[Excerpts of location labeling data]
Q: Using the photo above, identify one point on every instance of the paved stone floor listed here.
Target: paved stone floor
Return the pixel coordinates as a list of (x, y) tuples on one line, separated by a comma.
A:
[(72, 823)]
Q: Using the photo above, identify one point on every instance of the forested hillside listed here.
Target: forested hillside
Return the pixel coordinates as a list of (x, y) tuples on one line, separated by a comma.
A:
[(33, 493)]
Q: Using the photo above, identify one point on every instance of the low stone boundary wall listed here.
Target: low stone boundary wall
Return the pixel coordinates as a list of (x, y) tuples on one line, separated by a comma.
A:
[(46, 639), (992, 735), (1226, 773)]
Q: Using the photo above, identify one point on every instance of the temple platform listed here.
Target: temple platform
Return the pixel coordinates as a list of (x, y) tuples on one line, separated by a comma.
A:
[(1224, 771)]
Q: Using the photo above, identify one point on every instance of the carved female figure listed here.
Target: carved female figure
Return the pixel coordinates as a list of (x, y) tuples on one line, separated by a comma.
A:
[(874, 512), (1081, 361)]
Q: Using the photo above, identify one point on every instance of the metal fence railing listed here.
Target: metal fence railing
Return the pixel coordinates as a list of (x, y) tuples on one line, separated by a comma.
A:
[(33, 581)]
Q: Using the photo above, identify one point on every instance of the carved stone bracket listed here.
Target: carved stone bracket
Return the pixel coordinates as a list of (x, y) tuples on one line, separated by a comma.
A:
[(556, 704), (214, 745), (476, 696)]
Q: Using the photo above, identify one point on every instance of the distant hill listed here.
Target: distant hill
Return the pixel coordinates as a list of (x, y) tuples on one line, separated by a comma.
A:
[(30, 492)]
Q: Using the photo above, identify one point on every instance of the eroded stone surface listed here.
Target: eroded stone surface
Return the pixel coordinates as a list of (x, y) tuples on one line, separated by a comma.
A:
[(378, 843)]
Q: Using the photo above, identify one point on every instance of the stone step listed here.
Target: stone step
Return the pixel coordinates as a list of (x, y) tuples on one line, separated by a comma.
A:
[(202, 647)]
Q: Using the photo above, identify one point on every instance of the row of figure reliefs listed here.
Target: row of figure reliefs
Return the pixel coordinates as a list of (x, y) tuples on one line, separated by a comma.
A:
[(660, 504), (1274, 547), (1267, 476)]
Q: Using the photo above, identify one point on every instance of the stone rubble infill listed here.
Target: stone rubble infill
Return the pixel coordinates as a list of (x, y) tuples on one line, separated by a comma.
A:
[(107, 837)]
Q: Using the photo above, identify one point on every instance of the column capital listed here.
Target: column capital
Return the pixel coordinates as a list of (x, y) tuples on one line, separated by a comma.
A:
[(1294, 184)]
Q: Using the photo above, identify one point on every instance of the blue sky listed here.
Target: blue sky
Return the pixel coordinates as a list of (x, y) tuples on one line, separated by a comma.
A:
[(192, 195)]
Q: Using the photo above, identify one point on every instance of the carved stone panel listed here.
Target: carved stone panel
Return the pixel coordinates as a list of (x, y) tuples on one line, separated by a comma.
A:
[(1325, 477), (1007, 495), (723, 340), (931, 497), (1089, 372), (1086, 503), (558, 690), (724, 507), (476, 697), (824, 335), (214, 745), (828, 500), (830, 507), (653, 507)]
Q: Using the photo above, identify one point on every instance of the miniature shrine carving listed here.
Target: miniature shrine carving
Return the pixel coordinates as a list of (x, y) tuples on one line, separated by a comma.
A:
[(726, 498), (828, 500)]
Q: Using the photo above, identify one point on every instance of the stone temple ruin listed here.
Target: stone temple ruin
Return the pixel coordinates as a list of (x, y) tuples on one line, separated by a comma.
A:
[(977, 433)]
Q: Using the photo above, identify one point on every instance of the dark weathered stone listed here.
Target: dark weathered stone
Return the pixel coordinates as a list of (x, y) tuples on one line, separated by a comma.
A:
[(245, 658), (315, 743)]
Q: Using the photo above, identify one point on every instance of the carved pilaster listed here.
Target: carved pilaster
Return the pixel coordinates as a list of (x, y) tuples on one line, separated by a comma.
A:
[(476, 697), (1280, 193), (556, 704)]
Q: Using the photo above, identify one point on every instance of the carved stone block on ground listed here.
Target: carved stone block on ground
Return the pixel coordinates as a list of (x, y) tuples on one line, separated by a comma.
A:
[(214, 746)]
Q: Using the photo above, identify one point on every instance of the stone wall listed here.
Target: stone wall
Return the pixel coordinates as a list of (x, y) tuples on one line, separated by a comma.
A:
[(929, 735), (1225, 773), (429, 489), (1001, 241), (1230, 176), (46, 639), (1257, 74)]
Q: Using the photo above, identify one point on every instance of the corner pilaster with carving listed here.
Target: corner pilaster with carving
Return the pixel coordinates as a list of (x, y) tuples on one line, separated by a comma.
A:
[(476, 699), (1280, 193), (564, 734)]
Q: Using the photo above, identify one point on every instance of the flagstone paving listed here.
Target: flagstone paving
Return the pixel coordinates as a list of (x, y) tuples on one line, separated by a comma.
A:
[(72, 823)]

PROBLEM DESCRIPTION: Can you give the records again, requests included, from the line with "panel listed here." up to and including the line with "507), (653, 507)]", scaling every coordinate in the answers by 1.65 and rounding each to a whole number with halves rounded up?

EXPECTED ANSWER:
Q: Using the photo above, identify one point on every instance of the carved stone panel listed here.
Target: carved stone panel
Return the pixel coordinates as a list of (x, y) tuples on one line, separated by a comma.
A:
[(2186, 787), (1662, 817), (1193, 561), (1536, 820), (1797, 614), (1792, 830), (921, 1139), (1195, 837), (785, 1150), (1360, 553), (353, 1229), (1366, 825), (1370, 837), (1077, 837)]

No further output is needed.